§ Stored data:
[START]
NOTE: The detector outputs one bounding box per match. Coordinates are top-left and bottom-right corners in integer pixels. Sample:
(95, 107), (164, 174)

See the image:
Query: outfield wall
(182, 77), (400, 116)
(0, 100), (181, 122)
[END]
§ Objective:
Update the data above, replacing "outfield wall" with "outfield fence" and keeping every other line as it is.

§ Finished exercise:
NOTE: The detector outputs one bounding box per match. Coordinates are top-left and bottom-right corners in integer pixels. Sample:
(95, 107), (164, 174)

See the image:
Query: outfield fence
(182, 77), (400, 116)
(0, 100), (181, 122)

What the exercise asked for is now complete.